● **Extracto del texto**:
Muralismo, resistencia y estética

Galo Chiriboga develó el mural que pretende reparar a las víctimas de violaciones a los derechos humanos. Foto: Álvaro Pérez / El Telégrafo
Galo Chiriboga develó el mural que pretende reparar a las víctimas de violaciones a los derechos humanos. Foto: Álvaro Pérez / El Telégrafo
04 de enero de 2015 - 00:00 - Santiago Rivadeneira Aguirre. Especial para EL TELÉGRAFO

Quito.-

El mural de Pavel Égüez denominado ‘Grito de la memoria’, situado en el frontis del actual edificio de la Fiscalía General del Estado (Patria y 6 de Diciembre), ha provocado varias reacciones, la mayoría sustentadas en criterios difusos, en hipótesis convencionales (ideológicas, estéticas y políticas), que intentan construir una ‘razón práctica’ sobre el ‘contenido’ de la obra, fundamentalmente.

Desde el punto de vista de la ‘autonomía del significante artístico’ -para decirlo de alguna manera- (viejo recurso de cierta crítica) hemos vuelto al juzgamiento de las obras desde la perspectiva de la ejemplaridad. Porque el mural de Égüez solo es la muestra de una ‘estética dogmática’ (El dogma estético de la nación, El Comercio, domingo 21 de diciembre 2014) que impulsa el Estado para autorrepresentarse en su (in) suficiencia semántica, semiótica y demagógica.

(Elementos de identificación de ubicación)
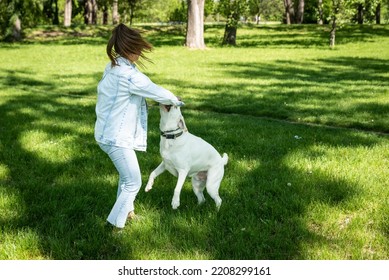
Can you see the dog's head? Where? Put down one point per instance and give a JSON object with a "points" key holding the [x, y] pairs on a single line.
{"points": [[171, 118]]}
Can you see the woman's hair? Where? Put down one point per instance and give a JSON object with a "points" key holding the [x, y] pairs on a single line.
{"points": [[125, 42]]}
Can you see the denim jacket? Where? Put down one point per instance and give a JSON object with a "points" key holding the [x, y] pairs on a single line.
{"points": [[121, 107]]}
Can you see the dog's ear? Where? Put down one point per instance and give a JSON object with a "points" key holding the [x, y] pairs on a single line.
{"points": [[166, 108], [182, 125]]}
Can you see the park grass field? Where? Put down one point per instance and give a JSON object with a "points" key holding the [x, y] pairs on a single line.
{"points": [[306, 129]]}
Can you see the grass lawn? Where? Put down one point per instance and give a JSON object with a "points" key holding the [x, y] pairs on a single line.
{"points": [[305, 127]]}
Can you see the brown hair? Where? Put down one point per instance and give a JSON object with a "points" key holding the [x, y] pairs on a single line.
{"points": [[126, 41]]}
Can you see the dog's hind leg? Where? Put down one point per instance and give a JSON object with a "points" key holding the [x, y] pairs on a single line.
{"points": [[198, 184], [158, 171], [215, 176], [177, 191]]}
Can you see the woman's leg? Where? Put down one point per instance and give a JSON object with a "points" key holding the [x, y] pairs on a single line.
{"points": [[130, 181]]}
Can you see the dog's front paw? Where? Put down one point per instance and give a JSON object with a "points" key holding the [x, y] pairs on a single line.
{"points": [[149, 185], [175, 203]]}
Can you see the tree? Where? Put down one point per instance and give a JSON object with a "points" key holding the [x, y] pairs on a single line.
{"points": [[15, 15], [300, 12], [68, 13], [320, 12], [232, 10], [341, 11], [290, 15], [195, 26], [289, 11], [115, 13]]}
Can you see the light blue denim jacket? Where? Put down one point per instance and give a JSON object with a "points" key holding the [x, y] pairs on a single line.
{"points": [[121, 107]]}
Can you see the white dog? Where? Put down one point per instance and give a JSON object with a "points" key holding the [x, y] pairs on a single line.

* * *

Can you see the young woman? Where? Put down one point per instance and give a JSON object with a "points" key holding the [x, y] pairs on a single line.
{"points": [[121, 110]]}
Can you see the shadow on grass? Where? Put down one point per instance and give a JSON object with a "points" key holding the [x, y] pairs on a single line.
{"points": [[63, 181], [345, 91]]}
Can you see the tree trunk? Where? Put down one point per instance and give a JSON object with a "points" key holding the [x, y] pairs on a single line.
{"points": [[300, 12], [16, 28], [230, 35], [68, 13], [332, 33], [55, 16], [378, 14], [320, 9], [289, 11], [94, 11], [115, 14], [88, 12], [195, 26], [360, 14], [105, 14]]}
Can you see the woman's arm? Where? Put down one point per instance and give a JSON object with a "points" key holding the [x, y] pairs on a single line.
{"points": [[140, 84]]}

● **Acciones a realizar**:
1. Enumera todas las personas que se nombran en el texto sobre el mural 'Grito de la memoria'.
2. Prosigue el texto sobre el mural 'Grito de la memoria' a partir de su última oración.
Los registros provienen de otra fuente.

● **Respuestas esperadas**:
1. Galo Chiriboga, Álvaro Pérez, Santiago Rivadeneira Aguirre y Pavel Égüez.

2.
Es decir, esas posturas especulativas que se han especializado en la cultura del gusto, donde solo caben pretensiones de una verdad artística y de autenticidad, si queremos hablar de identidad y de imaginarios populares, pero que no admiten una dimensión ontológica del arte.

Nos asustan las propuestas artísticas que muestran “manazas, ojos de hoyo negro, cuerpos descarnados pintados de un amarillo terroso, tan angulosos que la sensibilidad nos esquiva”. Esas supuestas tensiones disgresoras del arte ecuatoriano tienen un solo nombre: seguimos siendo por ventura o desventura ‘guayasaminescos’. Es decir, apegados para siempre a una voluntad de redención o de sumisión -dependiendo del momento histórico- que se sostiene en una moral del resentimiento.

El uso del arte debería considerar, en la perspectiva de estos funcionalistas, las relaciones entre los consumidores y el estado de cosas, para entender la construcción de una ‘apariencia estética’, que puede corroborar de cierta manera, la capacidad de generar mundos (distintos y variados, se supone). Los modos alternativos de ver estarían condicionados a destacar una neutralización de la ‘urgencia de decidir’ para que las cosas sigan como han estado.

Pero hay otra deriva en estas consideraciones: la recurrencia a la ‘paleta del indigenismo’ -según se puntualiza en este artículo- como una ‘prolongación del mito de la raza vencida’, que concluye con la transferencia de un sentido de lo sagrado y de los afectos que debería cultivar la población con la cual entra en contacto con la cotidianidad’.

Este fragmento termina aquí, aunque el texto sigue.